***** PAGE EXCERPT

Remote check deposit. AMAZING.
Pay my friends or businesses without a card. INCREDIBLE.

Give us more to rave about. Here’s what your financial institution can do to meet us halfway.

First, sell me what you have, not what you hope to have. Removing the disparity between those two things will make business with millennials much easier. When you use the words “fully online” or “instant approval,” and then ask me to come into a branch, know that I am walking away. In this day and age, words are more important than ever.

Second, allow more access. Make it easy for me to access the resources I want when it is most convenient for me, without misleading marketing. And give me access to the resource we both love: your employees. Millennials appreciate companies that successfully use technology to conveniently provide face-to-face, personalized service. POPi/o Video Banking is an excellent example of that mix, which is why I sincerely believe in our value proposition.

**********

--- TASKS TO PERFORM ---
1. Convert the records from the line containing "Provide one point per instance of the white shorts" through the line containing "x=254 y=295" into a two-column CSV with the columns request and answer. Give one row per request, with each value in a single quoted field and its line breaks replaced by spaces.
2. Continue the piece on what financial institutions can do for millennials, starting right after its final sentence.

***** RAW DATA

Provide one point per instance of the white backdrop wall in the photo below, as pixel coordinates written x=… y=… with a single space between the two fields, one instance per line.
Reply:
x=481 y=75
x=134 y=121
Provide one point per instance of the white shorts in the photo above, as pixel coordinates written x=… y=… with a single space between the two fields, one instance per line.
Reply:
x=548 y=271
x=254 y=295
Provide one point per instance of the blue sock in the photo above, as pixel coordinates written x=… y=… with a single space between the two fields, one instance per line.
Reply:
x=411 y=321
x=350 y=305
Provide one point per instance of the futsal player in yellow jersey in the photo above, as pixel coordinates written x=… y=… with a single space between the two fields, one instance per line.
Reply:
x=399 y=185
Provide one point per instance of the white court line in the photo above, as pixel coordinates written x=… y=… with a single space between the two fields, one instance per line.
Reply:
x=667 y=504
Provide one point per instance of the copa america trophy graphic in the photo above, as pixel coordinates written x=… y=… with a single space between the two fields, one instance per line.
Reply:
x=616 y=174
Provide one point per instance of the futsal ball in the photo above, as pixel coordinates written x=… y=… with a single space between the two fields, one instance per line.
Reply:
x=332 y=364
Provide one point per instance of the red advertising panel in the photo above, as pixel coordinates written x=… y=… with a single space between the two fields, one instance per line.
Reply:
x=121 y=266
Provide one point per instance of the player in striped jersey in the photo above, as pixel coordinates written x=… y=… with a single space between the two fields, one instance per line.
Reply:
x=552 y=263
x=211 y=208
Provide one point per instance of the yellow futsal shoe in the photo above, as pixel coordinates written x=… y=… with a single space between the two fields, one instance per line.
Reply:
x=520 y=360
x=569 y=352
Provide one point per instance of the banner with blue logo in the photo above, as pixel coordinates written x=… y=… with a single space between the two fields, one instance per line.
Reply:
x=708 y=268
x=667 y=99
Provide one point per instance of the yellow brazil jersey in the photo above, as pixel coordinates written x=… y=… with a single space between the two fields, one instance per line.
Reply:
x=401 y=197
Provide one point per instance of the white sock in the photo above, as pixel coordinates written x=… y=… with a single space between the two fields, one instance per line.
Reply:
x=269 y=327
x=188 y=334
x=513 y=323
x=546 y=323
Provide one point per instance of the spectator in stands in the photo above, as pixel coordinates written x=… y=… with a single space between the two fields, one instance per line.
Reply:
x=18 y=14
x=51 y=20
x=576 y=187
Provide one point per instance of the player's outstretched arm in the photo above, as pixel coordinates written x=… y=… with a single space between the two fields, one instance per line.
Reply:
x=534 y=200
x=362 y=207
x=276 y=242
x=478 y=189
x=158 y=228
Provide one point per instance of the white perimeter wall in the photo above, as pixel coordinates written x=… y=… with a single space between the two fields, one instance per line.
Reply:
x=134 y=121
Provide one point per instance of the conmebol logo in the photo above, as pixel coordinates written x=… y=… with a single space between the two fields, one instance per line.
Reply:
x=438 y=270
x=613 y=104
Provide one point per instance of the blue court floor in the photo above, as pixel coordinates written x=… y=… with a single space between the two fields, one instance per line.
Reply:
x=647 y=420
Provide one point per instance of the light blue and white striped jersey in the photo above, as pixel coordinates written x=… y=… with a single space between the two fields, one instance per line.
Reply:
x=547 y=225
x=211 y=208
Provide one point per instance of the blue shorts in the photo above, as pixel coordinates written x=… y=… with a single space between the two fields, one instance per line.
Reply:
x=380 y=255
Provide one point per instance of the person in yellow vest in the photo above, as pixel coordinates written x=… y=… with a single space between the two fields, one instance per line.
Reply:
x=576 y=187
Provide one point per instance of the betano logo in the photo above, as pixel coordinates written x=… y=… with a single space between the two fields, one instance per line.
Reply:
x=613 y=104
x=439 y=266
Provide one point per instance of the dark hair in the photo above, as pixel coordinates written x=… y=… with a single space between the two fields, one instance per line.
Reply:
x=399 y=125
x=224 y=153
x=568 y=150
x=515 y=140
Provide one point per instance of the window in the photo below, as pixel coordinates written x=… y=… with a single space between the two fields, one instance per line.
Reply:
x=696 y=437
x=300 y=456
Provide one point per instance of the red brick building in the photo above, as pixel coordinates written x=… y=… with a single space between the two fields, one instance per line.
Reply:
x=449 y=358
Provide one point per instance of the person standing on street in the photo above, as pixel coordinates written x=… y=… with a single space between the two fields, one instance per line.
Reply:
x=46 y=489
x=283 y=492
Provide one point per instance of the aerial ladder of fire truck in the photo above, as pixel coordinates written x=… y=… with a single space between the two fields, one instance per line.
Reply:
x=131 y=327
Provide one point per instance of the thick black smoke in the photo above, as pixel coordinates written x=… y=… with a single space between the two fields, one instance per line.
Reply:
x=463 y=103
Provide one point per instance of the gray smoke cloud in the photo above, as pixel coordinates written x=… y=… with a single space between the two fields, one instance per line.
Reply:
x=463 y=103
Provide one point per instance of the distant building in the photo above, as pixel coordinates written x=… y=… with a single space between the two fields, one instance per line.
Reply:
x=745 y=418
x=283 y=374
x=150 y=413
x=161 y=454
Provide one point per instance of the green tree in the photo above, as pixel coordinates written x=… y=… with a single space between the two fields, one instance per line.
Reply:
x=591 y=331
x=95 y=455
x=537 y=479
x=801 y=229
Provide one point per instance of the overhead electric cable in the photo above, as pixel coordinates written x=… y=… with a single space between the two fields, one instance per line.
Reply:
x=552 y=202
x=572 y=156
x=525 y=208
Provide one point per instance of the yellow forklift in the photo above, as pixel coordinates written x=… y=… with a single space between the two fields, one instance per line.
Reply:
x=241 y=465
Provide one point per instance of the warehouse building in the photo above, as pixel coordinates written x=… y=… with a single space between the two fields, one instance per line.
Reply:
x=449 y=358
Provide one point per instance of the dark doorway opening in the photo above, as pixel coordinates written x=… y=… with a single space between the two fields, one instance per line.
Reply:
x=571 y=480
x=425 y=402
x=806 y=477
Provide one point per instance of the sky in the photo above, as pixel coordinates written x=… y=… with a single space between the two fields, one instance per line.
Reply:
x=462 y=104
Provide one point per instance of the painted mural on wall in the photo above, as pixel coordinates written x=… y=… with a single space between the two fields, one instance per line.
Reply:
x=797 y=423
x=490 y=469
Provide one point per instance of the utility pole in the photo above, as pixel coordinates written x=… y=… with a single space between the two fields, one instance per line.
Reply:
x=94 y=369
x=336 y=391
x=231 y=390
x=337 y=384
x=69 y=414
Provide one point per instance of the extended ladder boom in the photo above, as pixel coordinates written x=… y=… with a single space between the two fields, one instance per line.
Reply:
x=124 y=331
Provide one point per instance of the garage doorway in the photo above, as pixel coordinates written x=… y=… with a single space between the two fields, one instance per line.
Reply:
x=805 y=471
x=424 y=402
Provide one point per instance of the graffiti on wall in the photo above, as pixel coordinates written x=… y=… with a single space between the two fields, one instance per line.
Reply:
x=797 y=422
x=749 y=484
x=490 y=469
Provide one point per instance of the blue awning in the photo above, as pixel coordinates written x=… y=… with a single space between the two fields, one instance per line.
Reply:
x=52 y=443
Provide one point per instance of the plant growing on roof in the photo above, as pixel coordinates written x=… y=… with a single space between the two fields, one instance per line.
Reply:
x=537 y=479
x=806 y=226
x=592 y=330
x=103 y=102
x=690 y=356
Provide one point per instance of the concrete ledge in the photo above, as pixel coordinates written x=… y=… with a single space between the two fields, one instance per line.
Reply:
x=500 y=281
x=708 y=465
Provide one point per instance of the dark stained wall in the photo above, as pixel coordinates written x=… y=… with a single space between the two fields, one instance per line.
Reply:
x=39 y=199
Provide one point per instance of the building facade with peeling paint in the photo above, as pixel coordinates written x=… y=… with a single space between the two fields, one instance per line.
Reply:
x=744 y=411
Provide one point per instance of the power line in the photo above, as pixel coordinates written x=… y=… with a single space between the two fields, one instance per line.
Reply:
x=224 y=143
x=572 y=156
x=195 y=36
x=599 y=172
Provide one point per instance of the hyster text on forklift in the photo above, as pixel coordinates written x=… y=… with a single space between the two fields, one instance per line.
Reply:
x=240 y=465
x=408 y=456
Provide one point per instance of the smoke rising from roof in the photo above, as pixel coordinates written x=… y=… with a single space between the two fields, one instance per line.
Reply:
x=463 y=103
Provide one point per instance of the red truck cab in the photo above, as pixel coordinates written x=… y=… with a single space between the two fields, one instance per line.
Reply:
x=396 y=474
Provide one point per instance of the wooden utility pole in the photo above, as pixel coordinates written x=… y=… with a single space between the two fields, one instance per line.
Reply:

**********

--- IN RESPONSE ---
1.
request,answer
"Provide one point per instance of the white shorts in the photo above, as pixel coordinates written x=… y=… with a single space between the two fields, one instance per line. Reply:","x=548 y=271 x=254 y=295"

2.
Third, you know my financial future (just look at Social Security), so help me get to where I need to be. When I am asking questions or evaluating solutions, pay attention and use your product and service knowledge to offer the best match. I take my financial future seriously, and silly upsells that are unrelated to my needs demeans any prior positive experience.

The good news is your employees are the solution. Email. Phone. Video chat. That is how I get access and work actually gets done on my behalf, with the latter providing an in-branch experience at any hour.

Listening, really listening to your millennial market, is the first step to building a better relationship.